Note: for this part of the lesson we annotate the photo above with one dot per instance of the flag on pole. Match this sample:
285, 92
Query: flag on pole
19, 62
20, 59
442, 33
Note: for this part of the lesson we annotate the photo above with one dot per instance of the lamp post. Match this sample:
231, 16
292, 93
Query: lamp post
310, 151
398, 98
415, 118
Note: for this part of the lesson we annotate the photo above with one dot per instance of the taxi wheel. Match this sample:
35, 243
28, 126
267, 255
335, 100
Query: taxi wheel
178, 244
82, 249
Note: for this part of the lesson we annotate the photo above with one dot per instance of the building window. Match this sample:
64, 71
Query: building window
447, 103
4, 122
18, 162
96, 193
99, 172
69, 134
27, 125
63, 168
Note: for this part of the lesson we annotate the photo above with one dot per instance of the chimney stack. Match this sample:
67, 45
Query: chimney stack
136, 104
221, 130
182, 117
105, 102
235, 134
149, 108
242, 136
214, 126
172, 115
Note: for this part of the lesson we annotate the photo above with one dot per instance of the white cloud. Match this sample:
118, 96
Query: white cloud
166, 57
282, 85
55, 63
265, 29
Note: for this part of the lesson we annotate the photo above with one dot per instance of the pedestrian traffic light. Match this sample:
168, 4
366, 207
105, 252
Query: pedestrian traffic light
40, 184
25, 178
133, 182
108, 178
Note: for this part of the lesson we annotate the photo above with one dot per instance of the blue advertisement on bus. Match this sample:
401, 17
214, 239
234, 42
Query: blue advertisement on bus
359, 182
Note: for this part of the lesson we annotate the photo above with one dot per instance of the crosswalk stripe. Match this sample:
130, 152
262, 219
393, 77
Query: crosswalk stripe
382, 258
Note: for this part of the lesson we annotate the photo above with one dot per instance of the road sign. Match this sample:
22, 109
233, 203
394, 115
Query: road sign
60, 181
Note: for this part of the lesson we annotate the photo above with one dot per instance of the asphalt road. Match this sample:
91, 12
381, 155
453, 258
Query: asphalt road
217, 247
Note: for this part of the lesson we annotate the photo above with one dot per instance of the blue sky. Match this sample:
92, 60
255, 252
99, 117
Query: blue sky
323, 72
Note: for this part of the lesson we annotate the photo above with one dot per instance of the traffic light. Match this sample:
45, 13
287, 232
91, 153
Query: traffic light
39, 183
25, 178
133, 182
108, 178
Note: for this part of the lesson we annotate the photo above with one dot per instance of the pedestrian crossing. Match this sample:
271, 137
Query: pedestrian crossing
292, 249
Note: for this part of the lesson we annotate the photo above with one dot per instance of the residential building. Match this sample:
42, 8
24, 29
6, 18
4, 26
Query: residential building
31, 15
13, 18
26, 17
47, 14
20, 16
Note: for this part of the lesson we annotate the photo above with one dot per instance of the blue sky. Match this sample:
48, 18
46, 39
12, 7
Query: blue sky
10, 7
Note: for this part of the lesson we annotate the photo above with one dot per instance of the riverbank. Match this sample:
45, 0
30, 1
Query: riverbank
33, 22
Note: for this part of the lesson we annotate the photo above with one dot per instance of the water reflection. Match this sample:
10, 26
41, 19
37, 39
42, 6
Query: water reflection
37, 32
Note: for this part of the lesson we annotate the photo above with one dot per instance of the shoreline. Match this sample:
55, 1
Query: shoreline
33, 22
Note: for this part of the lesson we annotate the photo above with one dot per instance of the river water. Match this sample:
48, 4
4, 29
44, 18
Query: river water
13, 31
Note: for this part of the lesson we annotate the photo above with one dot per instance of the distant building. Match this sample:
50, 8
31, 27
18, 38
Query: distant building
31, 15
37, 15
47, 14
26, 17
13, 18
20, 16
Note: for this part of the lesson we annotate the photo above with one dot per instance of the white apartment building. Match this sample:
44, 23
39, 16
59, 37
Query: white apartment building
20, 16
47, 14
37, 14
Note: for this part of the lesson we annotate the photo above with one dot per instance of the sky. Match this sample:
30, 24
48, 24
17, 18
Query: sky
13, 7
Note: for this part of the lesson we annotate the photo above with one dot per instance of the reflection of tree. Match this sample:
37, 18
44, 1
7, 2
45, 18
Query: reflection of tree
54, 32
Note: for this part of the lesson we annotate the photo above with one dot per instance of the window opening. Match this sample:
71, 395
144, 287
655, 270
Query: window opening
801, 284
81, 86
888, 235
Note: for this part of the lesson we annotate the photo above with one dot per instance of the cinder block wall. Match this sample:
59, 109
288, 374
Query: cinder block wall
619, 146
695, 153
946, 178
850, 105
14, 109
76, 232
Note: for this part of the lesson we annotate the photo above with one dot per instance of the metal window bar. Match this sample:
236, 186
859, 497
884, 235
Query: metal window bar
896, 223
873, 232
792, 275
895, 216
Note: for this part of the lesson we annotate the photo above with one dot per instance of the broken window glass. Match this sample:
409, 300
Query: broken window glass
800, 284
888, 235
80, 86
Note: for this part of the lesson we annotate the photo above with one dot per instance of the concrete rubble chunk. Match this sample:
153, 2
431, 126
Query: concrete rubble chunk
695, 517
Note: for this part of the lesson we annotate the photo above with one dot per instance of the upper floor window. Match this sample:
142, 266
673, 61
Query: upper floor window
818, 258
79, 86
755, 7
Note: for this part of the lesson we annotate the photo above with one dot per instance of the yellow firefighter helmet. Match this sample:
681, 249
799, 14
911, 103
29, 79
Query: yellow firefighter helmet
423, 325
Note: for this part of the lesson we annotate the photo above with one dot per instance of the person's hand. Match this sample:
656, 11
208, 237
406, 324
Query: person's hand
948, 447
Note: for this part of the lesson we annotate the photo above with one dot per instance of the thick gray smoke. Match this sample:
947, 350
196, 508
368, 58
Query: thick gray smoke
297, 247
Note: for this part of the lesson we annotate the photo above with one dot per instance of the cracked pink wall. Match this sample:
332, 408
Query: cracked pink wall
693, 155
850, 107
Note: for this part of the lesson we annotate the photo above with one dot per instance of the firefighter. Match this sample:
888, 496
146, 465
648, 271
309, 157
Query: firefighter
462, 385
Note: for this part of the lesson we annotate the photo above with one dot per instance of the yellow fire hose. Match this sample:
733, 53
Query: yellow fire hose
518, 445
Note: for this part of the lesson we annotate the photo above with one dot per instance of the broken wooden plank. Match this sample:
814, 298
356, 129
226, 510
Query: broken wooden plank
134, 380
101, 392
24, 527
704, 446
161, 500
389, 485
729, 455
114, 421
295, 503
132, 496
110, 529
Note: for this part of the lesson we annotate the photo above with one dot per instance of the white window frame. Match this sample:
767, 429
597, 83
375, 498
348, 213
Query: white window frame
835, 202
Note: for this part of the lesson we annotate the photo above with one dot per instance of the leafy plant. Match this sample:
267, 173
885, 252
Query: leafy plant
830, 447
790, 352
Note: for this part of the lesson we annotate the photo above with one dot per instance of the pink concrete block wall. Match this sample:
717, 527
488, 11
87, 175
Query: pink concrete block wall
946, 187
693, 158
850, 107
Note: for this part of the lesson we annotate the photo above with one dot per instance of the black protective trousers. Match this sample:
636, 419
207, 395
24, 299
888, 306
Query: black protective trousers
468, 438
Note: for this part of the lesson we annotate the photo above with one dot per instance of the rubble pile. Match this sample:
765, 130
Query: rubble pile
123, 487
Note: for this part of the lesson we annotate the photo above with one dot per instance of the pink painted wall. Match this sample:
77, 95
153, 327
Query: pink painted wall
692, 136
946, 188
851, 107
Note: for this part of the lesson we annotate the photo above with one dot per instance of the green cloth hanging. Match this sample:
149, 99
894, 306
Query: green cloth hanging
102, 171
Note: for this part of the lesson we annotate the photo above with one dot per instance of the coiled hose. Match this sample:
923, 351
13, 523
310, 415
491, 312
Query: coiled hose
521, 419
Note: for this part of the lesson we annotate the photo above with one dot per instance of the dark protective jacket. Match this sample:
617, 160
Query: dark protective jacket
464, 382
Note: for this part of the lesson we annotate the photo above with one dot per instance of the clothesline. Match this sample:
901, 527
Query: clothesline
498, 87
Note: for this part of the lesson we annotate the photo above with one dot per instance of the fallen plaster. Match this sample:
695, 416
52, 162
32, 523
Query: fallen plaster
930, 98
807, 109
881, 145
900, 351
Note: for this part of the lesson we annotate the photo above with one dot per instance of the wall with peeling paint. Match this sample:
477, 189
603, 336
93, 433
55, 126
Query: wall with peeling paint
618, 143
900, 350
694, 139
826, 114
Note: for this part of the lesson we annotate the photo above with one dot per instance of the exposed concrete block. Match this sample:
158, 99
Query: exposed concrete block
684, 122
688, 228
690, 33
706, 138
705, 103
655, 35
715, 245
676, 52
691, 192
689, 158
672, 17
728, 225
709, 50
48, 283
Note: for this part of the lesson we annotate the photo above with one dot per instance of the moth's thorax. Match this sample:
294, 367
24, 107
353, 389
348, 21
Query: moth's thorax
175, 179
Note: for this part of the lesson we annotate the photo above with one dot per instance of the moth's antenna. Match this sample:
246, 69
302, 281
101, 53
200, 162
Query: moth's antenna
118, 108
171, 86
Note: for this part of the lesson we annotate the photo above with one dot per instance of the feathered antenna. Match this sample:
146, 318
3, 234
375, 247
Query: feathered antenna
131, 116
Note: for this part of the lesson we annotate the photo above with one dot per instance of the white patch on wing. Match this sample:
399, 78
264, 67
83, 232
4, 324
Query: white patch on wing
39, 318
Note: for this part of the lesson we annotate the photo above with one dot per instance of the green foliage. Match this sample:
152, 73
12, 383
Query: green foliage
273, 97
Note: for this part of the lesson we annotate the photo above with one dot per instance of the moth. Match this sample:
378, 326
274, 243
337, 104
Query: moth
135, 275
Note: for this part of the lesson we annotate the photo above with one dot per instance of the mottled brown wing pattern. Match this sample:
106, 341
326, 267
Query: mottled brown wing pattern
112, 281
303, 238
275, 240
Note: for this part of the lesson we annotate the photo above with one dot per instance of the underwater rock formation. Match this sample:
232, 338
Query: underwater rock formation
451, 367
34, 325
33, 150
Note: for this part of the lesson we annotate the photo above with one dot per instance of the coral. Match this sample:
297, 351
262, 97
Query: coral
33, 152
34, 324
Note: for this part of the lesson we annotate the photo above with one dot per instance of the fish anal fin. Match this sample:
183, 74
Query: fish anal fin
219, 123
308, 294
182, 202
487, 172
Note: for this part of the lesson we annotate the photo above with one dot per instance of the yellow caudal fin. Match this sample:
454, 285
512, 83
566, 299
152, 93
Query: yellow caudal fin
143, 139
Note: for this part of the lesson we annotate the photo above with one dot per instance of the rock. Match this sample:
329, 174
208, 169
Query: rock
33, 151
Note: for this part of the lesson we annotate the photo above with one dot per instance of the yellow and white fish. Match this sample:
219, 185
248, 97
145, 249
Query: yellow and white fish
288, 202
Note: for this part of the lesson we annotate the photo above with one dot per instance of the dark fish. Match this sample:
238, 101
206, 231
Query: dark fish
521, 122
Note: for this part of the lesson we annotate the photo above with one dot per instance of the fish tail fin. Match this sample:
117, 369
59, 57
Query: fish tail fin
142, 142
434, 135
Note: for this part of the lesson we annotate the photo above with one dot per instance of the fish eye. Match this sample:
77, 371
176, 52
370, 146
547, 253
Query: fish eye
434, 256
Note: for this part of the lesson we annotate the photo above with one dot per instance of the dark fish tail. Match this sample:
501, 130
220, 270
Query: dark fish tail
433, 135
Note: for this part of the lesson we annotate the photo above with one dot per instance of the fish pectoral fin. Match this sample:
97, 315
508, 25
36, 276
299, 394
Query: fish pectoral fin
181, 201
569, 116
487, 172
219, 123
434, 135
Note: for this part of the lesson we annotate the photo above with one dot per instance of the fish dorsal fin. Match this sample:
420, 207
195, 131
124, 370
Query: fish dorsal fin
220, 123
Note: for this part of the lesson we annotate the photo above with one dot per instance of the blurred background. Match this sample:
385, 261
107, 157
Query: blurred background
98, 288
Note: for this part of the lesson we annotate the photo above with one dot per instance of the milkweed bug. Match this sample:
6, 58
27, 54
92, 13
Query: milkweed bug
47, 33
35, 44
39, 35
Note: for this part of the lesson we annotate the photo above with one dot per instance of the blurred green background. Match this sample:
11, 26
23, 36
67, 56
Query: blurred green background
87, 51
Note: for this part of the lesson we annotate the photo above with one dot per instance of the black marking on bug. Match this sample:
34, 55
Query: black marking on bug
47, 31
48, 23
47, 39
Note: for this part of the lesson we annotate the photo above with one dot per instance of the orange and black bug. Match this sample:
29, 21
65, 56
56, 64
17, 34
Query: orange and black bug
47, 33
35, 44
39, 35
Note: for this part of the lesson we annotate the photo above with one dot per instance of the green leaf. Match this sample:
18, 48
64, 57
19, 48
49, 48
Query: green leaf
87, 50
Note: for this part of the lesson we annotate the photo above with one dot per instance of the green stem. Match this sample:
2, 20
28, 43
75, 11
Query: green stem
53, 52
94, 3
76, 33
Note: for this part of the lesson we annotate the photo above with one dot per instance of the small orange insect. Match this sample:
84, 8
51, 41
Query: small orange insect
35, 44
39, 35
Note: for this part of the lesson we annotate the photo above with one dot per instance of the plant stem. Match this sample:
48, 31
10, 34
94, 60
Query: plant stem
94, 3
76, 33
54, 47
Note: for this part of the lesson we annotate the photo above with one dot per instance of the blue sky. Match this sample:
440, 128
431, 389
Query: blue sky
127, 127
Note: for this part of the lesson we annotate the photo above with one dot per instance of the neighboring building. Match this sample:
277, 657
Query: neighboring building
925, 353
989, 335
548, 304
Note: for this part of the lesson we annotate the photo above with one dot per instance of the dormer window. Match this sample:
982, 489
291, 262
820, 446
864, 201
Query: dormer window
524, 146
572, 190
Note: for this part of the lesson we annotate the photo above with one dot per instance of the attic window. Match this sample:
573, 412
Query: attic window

=-=-=-=-=

• **Direction**
Give back, unchanged, every line from the one with "of the neighboring" to the end of the entries above.

• **Solution to the exercise**
Note: for this part of the lesson we annotate the photo above with one dot per instance of the neighboring building. Match this sample:
277, 657
Query: neighboring building
925, 353
989, 335
548, 304
Note: for this part of the lesson we annotate the photo above with one dot per instance of the dormer window. Match this sample:
982, 489
291, 262
820, 446
864, 201
Query: dormer window
524, 146
572, 190
Note: for this part of the lesson we annotate the photo above with one dot per instance of the attic window. Match this sample:
573, 412
Query: attic window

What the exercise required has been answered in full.